[GIVEN RECORDS]

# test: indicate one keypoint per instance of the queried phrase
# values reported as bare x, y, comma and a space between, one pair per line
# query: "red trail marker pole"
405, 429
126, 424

[/GIVEN RECORDS]

WHAT TO DO
Output each line of the records above exactly.

ANSWER TO THIS PROBLEM
# test: indicate one keypoint per instance of the queried phrase
# values reported as bare x, y, comma and a space between, one pair per line
# query: "red trail marker pole"
405, 429
126, 424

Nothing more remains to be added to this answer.